[The data Boundary: Start]

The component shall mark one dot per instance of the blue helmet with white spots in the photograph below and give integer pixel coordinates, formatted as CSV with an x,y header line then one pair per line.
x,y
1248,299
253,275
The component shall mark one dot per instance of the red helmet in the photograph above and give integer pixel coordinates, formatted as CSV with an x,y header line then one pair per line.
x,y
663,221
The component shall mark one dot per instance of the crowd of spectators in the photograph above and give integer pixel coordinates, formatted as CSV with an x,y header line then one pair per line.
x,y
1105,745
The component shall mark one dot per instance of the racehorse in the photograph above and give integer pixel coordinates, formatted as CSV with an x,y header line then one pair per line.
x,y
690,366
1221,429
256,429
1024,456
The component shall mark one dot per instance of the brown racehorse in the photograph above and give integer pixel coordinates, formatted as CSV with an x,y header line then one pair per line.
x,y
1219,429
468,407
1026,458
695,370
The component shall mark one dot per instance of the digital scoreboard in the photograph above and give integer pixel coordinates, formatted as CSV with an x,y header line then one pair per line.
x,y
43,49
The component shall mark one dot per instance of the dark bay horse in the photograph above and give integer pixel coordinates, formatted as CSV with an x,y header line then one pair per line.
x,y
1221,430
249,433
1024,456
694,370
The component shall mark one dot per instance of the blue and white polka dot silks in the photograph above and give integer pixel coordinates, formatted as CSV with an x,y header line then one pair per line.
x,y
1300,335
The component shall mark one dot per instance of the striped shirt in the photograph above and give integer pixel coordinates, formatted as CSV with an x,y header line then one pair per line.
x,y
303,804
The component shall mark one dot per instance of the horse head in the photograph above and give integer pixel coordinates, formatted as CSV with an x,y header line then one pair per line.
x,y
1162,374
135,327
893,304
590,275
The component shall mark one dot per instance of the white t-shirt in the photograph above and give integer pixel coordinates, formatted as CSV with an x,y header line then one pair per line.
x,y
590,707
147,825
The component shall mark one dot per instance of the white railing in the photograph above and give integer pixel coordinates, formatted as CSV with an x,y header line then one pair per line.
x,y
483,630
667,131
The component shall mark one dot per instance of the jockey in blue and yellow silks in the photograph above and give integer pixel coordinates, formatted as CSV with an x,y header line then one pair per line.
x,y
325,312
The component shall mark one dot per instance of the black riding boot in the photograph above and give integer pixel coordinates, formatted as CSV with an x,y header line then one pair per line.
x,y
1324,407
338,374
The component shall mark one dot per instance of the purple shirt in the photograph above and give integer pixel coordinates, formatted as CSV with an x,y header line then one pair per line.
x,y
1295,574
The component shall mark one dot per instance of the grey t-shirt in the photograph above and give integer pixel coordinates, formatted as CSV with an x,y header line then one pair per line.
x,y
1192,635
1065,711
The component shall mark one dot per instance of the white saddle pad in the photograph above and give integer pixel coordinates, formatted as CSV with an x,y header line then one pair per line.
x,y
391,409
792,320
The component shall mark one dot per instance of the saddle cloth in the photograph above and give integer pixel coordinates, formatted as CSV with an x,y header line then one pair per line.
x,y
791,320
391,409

[The data Boundary: End]

__Instructions for the task__. The records must each be output verbatim, with nothing left out.

__Expected answer__.
The component shall mark one dot per instance of the blue helmet with white spots in the photograph below and give integer pixel coordinates, formatted as CSV with an x,y header line then one pair per line.
x,y
1248,299
253,275
The component shall mark one dot per instance of the red helmet in the photograph above and give integer pixel coordinates, formatted as CSV with an x,y header line then one pair per line.
x,y
663,221
The component shall mark one dot per instance of the crowd of spectators in the photograph above and give integer pixel coordinates, formatted as CSV with an x,y header line then one pair per line.
x,y
1105,745
The component shall mark one dot per instance of the racehorse in the photograph above and give integer pixel coordinates, formatted as CSV with an x,y header line then one pair per line.
x,y
690,366
1221,429
256,429
1024,456
The component shall mark one dot per instance of the brown racehorse in the photograph above and give integer pixel coordinates, formatted as CSV with an x,y header line then one pair per line.
x,y
1219,429
468,407
1026,458
695,370
The component shall mark one dot per instance of the digital scoreboard in the photograph above and give integer pixel coordinates, formatted as CSV with an x,y header line then one pair per line.
x,y
43,49
The component shall mark one dot per instance of the dark bay horse in the photograph above and give integer pixel coordinates, formatted as CSV with an x,y header line then one pair per line.
x,y
1221,430
249,433
1024,456
694,370
The component shall mark one dot per instance of the blue and white polka dot silks in the photograph above and give integer pixel coordinates, formatted as CSV with an x,y header line then one pair per line.
x,y
1300,335
The component shall mark one dot per instance of the striped shirt in the photograph above and give integer pixel coordinates, formatted as CSV with an x,y header line then one pair per line.
x,y
303,804
The component shall mark one dot per instance of the horse head in the photograph above and give integer pixel coordinates, formatted as CSV with an x,y header line then one pair per line.
x,y
1162,374
135,327
893,304
590,275
The component shall mark one dot per instance of the white t-shirt in the photograph above and give integer pixel coordinates, formatted as CSV with an x,y header line then one pair per line.
x,y
590,707
147,825
The component shall mark one dot per instance of the white railing in the photograph above and give integer pixel coordinates, formatted as CSV with an x,y header line then one pair per line.
x,y
483,630
667,131
The component shall mark one dot per instance of the jockey in blue and yellow silks in the photograph above and give integer pixel coordinates, formatted as CSV with an x,y header line then one pair per line.
x,y
325,312
The component shall mark one dot per instance of the black riding boot in the photograph above and give integer pixel coordinates, formatted as CSV with an x,y header line then one pair per line.
x,y
1324,407
338,374
The component shall mark one dot per instance of the purple shirt in the photograph above and give integer pixel coordinates, formatted as CSV with an x,y header line then one pair per line.
x,y
1295,574
The component shall mark one dot per instance of the grey t-shirt in the photograph above and give integer pixel coordinates, formatted as CSV with an x,y header line then one pair per line.
x,y
1192,635
1065,711
The component shall mark one dot per instance of the white saddle pad in the photograph above and give integer pixel coordinates, formatted as CSV with an x,y header line then one pair per line.
x,y
391,409
792,320
The component shall mark one dot per instance of the saddle cloth in the photograph above and give integer pixel coordinates, formatted as CSV with an x,y header line then one pair per line.
x,y
791,320
391,409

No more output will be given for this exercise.